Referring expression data
== Segment start ==

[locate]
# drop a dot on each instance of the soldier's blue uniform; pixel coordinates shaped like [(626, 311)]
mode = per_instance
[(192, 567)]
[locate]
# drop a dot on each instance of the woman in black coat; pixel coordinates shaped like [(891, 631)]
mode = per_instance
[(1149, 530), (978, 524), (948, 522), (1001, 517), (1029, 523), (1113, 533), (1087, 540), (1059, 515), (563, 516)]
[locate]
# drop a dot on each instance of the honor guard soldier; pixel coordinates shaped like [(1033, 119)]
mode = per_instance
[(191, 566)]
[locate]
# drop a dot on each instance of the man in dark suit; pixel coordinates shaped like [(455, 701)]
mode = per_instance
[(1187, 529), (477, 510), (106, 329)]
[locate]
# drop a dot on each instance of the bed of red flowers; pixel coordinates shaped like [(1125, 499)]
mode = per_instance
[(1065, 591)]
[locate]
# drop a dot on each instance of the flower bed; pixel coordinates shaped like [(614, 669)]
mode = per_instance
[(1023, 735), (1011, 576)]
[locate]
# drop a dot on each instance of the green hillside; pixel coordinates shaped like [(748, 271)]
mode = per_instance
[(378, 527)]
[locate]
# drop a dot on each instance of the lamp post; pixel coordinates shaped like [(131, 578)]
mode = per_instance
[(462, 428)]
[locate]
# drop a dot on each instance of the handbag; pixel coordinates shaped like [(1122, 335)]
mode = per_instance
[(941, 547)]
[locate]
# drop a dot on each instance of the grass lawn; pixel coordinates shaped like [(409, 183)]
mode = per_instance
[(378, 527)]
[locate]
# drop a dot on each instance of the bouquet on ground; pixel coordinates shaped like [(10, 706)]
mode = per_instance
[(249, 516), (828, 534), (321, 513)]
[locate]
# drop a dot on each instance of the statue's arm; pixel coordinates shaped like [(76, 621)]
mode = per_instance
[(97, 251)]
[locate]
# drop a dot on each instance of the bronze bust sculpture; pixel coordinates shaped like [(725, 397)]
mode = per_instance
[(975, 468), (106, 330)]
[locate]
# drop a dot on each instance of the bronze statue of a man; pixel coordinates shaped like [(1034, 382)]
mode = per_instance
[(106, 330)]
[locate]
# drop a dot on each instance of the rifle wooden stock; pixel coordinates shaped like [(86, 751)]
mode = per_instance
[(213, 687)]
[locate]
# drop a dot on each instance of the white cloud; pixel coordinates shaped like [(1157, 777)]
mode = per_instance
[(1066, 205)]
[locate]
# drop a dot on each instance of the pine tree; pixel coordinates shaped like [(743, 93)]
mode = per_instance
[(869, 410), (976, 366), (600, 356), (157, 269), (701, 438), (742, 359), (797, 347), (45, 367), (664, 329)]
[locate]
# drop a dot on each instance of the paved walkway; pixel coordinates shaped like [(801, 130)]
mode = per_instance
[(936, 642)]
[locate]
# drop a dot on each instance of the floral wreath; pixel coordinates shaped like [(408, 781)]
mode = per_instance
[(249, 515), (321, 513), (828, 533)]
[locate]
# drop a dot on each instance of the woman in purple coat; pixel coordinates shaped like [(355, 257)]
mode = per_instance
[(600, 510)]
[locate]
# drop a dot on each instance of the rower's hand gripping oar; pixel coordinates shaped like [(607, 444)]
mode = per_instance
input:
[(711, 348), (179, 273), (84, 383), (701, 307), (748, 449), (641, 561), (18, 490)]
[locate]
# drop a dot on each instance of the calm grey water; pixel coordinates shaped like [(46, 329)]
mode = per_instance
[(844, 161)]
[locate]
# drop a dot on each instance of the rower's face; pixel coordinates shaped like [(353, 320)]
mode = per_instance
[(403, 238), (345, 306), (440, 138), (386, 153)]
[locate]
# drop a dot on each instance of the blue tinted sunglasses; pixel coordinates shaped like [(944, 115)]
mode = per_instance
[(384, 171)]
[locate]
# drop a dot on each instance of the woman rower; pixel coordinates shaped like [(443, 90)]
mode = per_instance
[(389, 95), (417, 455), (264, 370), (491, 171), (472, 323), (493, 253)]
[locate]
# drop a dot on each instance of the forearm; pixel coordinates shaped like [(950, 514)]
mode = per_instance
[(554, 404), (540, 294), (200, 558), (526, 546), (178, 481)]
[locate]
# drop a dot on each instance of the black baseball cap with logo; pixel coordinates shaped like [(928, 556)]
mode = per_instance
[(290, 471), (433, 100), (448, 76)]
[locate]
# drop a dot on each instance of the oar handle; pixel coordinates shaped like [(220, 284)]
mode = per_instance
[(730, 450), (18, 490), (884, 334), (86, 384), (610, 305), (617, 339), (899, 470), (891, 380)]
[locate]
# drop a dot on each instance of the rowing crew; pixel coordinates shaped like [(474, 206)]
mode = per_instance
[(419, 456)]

== Segment end ==
== Segment start ==

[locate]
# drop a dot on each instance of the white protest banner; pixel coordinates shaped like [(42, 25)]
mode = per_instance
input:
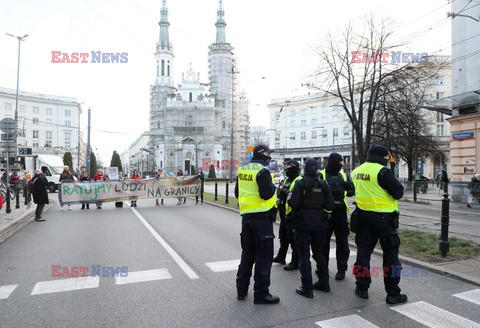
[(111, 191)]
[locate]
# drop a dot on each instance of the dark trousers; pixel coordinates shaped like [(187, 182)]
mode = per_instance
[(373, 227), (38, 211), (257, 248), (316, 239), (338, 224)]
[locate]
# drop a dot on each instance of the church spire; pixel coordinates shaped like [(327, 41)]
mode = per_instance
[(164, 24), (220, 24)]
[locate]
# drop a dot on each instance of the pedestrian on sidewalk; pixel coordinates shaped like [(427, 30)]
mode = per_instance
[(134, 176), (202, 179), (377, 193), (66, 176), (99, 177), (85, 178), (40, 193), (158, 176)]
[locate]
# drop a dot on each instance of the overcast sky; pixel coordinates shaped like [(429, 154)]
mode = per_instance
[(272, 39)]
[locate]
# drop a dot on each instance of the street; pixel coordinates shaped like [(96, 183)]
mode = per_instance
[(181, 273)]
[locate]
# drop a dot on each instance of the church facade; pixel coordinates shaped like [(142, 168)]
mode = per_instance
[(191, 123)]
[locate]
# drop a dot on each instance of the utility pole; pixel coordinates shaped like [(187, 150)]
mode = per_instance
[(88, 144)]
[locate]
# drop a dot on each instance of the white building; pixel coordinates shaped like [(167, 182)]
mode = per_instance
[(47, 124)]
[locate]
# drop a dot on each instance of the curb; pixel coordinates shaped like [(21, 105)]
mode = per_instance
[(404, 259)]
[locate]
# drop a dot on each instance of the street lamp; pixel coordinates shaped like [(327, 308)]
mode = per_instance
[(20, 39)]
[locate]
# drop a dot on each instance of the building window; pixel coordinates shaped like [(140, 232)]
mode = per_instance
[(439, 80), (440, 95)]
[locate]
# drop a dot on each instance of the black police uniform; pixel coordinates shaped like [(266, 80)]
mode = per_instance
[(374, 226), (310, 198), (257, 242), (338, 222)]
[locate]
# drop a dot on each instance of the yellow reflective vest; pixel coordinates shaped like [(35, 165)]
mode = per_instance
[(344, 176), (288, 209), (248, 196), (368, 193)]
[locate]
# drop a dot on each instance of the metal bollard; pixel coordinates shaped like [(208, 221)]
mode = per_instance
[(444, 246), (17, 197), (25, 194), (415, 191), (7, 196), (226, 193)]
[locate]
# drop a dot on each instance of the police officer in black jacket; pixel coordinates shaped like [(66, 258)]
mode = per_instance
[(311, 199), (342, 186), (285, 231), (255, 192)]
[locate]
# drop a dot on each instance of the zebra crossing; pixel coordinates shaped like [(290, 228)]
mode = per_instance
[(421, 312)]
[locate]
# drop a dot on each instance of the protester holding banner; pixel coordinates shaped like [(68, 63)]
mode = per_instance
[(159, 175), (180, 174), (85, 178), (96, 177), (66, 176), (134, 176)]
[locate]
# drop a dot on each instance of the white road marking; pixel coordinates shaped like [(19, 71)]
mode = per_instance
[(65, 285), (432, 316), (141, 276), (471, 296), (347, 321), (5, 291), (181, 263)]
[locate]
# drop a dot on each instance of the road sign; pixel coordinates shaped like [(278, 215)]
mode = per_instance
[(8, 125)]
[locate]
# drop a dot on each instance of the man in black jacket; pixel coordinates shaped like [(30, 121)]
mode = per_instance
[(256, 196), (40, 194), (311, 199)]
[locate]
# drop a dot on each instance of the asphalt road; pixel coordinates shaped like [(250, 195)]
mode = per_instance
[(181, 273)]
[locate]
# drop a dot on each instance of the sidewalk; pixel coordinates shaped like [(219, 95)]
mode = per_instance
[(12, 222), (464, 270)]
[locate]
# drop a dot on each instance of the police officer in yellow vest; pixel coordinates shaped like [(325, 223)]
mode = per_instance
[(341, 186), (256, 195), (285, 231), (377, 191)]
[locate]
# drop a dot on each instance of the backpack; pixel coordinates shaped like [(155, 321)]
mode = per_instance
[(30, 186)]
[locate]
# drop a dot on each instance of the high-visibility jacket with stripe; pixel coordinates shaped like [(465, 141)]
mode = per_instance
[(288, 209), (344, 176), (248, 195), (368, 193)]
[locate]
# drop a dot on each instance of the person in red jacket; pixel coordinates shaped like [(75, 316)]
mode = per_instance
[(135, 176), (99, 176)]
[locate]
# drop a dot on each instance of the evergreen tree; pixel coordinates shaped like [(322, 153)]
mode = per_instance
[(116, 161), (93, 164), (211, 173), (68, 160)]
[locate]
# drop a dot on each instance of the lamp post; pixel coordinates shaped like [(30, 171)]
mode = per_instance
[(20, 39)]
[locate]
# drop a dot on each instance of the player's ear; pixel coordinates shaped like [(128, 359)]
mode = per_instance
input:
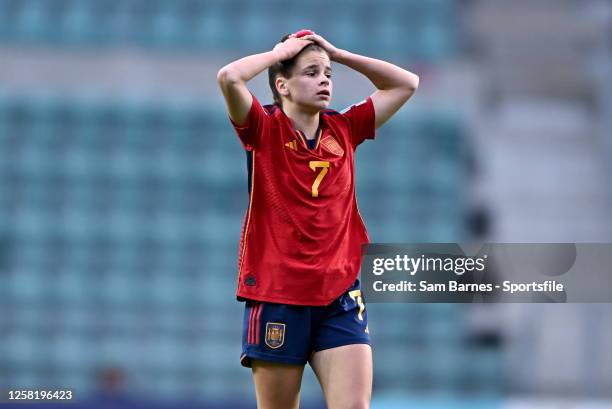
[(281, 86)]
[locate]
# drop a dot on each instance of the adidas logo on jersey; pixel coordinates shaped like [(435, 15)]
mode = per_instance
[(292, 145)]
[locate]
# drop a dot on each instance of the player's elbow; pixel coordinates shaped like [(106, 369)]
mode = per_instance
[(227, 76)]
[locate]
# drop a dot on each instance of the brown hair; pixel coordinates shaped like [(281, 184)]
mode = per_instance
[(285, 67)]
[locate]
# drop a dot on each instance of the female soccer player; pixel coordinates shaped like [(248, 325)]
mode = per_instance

== Segment end ==
== Segment start ==

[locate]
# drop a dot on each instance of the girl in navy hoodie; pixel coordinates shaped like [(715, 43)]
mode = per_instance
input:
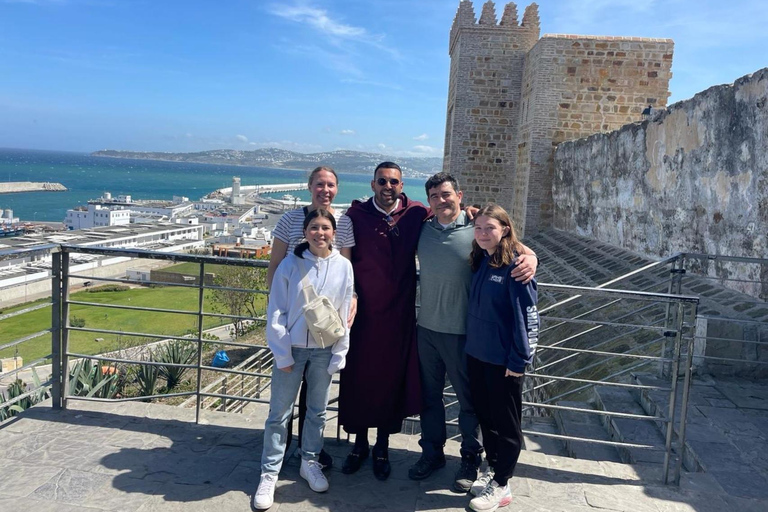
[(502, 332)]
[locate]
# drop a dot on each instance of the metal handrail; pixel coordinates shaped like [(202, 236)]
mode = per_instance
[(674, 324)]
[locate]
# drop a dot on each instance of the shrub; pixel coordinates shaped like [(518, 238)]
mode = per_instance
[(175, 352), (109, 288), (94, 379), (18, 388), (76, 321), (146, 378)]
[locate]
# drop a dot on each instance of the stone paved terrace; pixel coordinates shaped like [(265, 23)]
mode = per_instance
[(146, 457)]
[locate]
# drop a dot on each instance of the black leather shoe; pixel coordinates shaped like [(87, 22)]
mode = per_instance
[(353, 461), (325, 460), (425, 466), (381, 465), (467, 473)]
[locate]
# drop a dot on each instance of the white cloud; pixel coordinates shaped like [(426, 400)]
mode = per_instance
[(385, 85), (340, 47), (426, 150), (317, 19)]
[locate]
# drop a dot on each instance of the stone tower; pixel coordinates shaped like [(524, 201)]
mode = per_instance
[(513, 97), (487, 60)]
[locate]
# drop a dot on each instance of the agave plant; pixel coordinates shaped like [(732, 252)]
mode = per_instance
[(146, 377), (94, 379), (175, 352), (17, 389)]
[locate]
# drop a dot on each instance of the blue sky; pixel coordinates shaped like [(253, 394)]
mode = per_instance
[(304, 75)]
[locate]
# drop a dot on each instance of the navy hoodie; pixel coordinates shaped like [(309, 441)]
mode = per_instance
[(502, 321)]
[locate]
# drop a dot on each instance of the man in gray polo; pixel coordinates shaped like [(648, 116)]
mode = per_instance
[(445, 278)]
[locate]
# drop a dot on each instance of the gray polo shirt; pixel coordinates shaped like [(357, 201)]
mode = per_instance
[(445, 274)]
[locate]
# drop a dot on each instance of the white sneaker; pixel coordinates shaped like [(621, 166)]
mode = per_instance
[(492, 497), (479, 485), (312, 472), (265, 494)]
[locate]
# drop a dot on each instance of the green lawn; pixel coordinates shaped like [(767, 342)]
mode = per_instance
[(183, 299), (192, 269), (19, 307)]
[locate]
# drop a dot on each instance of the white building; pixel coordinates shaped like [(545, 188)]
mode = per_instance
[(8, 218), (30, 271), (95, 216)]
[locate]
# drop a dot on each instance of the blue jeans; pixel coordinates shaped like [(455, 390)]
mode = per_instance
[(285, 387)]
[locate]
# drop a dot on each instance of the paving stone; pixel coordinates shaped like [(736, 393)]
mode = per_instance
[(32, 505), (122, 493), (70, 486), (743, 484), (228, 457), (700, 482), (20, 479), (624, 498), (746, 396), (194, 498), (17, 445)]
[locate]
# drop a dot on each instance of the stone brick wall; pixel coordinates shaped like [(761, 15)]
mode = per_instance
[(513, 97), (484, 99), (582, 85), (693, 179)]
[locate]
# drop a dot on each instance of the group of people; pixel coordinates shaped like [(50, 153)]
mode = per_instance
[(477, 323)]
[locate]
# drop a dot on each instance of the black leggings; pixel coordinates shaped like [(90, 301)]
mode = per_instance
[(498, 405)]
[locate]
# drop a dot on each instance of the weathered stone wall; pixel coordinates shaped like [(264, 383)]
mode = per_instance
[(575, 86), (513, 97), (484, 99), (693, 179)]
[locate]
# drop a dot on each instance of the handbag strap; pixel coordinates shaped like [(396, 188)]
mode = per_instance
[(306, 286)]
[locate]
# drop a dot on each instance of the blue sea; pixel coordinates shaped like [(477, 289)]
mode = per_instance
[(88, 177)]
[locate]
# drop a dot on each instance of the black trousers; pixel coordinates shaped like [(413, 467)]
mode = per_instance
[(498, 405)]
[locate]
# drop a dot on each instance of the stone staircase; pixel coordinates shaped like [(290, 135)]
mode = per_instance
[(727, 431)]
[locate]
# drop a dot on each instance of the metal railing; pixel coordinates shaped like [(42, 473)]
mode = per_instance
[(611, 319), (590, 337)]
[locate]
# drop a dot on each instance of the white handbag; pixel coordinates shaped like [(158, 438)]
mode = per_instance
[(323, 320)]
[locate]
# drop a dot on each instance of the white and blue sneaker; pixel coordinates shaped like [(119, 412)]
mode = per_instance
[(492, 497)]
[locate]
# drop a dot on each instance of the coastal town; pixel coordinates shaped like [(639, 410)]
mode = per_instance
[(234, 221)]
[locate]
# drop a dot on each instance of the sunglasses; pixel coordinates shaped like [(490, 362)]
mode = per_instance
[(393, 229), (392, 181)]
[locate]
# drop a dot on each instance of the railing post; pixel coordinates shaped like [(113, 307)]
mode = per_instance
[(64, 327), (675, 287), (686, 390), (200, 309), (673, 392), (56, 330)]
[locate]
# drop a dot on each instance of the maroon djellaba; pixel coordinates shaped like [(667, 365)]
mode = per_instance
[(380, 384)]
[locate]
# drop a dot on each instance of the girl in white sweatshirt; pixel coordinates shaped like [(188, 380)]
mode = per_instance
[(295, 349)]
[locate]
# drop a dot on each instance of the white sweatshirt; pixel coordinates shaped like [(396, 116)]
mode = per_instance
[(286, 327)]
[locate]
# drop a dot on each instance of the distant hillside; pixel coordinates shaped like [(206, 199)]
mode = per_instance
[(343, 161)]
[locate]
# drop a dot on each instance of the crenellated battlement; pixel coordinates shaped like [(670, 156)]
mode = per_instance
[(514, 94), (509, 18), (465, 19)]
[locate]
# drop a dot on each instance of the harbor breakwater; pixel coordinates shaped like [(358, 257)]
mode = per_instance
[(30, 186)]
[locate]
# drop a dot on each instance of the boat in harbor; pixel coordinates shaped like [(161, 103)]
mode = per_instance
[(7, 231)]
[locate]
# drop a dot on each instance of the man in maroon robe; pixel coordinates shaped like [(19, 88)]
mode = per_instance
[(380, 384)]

== Segment end ==

--- WHAT THE TASK REQUIRES ---
Return every line of the preceding records in which the word "logo" appears.

--- FINISHED TASK ---
# drop a dot on each instance of the black baseball cap with logo; pixel coordinates shaped like [(928, 556)]
# drop a dot on each instance of the adidas logo on jersey; pixel coordinates shaped like [(435, 15)]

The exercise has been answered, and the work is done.